▶ **Text provided**
=== Begin Enclosure ===
The primary purpose of any channel of distribution is to bridge the gap between the producer of a product and the user of it, whether the parties are located in the same community or in different countries thousands of miles apart. The channel is composed of different institutions that facilitate the transaction and the physical exchange. Institutions in channels fall into three categories: (a) the producer of the product–a craftsman, manufacturer, farmer, or other extractive industry producer; (b) the user of the product–an individual, household, business buyer, institution, or government; and (c) certain middlemen at the wholesale and/or retail level. Not all channel members perform the same function.
Heskett2 suggests that a channel performs three important functions:
- Transactional functions: buying, selling, and risk assumption
- Logistical functions: assembly, storage, sorting, and transportation
- Facilitating functions: post-purchase service and maintenance, financing, information dissemination, and channel coordination or leadership
These functions are necessary for the effective flow of product and title to the customer and payment back to the producer. Certain characteristics are implied in every channel. First, although you can eliminate or substitute channel institutions, the functions that these institutions perform cannot be eliminated. Typically, if a wholesaler or a retailer is removed from the channel, the function they perform will be either shifted forward to a retailer or the consumer, or shifted backward to a wholesaler or the manufacturer. For example, a producer of custom hunting knives might decide to sell through direct mail instead of retail outlets. The producer absorbs the sorting, storage, and risk functions; the post office absorbs the transportation function; and the consumer assumes more risk in not being able to touch or try the product before purchase.
Second, all channel institutional members are part of many channel transactions at any given point in time. As a result, the complexity may be quite overwhelming. Consider for the moment how many different products you purchase in a single year, and the vast number of channel mechanisms you use.
Third, the fact that you are able to complete all these transactions to your satisfaction, as well as to the satisfaction of the other channel members, is due to the routinization benefits provided through the channel. Routinization means that the right products are most always found in places (catalogues or stores) where the consumer expects to find them, comparisons are possible, prices are marked, and methods of payment are available. Routinization aids the producer as well as the consumer, in that the producer knows what to make, when to make it, and how many units to make.
=== End Enclosure ===
▶ **Exercise requirements**
**A.** Using the passage on distribution channels, decide whether each statement agrees with it. Give yes or no for each, with the exact words from the passage that settle it.
(i) When a channel institution is removed, the functions it performed are eliminated too.
(ii) Financing is one of the facilitating functions.
(iii) In the custom hunting knife example, the post office takes on the transportation function.
**B.** Answer these questions from the passage on distribution channels:
(i) How many categories do channel institutions fall into?
(ii) Which functions are listed as logistical functions?
(iii) What three things does routinization help the producer know?
**C.** Carry on the passage about distribution channels from its last sentence.

▶ **Data extracts**
=== Begin Enclosure ===
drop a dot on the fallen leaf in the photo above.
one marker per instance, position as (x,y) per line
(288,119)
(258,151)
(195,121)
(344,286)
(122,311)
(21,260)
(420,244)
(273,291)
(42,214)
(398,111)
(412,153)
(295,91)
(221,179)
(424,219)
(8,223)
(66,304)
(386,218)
=== End Enclosure ===
▶ **Results by task**
**A.**
(i) No: "the functions that these institutions perform cannot be eliminated."
(ii) Yes: "Facilitating functions: post-purchase service and maintenance, financing, information dissemination, and channel coordination or leadership"
(iii) Yes: "the post office absorbs the transportation function"

**B.**
(i) Three.
(ii) Assembly, storage, sorting, and transportation.
(iii) What to make, when to make it, and how many units to make.

**C.**
Fourth, there are instances when the best channel arrangement is direct, from the producer to the ultimate user. This is particularly true when available middlemen are incompetent, unavailable, or the producer feels he can perform the tasks better. Similarly, it may be important for the producer to maintain direct contact with customers so that quick and accurate adjustments can be made. Direct-to-user channels are common in industrial settings, as are door-to-door selling and catalogue sales. Indirect channels are more typical and result, for the most part, because producers are not able to perform the tasks provided by middlemen (See Exhibit 33).
Marketing channels of a manufacturer of electrical wire and cable. Source: Edwin H. Lewis, Marketing Electrical Apparatus and Supplies,McGraw-Hill, Inc., 1961, p. 215.
Finally, although the notion of a channel of distribution may sound unlikely for a service product, such as health care or air travel, service marketers also face the problem of delivering their product in the form, at the place and time their customer demands. Banks have responded by developing bank-by-mail, Automatic Teller Machines (ATMs), and other distribution systems. The medical community provides emergency medical vehicles, out patient clinics, 24-hour clinics, and home-care providers. As noted in Exhibit 34 even performing arts employ distribution channels. In all three cases, the industries are attempting to meet the special needs of their target markets while differentiating their product from that of their competition. A channel strategy is evident.